> [Task description]
Quote the rows below word for word, omitting the pictures.

——

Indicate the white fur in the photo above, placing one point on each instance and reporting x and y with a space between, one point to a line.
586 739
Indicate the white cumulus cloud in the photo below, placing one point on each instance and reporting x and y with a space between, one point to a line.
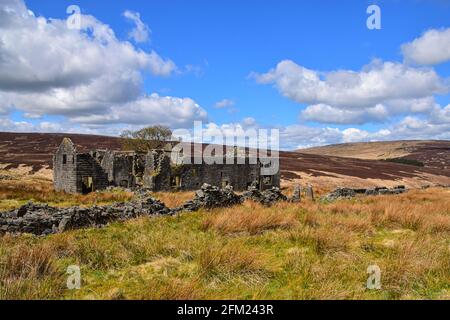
141 32
48 68
433 47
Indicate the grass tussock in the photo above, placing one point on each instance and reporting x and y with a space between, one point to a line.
310 250
250 218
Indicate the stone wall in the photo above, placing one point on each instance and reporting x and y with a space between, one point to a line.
88 168
64 168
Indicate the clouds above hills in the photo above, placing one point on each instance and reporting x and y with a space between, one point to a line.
51 69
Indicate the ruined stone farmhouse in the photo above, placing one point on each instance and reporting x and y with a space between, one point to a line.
84 172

——

> [Response to the task]
Indicate the white fur in the photo above, placing one point on each instance and reporting x and y with a space between, one point to a line.
586 739
Indicate the white cumulus cloud in the photo below, placing one point on each instance and reporting x and y with a space between, one point to a line.
141 32
48 68
433 47
Indicate the grass tussock in the photo above, placing one point on each instance and reporting x and y with a space between, one point to a line.
310 250
250 218
Indicate the stone wall in the photo above, placing one point on each instance and reporting x and y with a space between, one point to a line.
88 168
64 168
Indicate the clouds above hills in the photo above, placing one point on each instance and reporting x and y with a space between, one point to a line.
51 69
Indicate the ruined stone farmhouse in the photo above, placing one point on each instance and reporting x and y with a space between, one point to a line.
84 172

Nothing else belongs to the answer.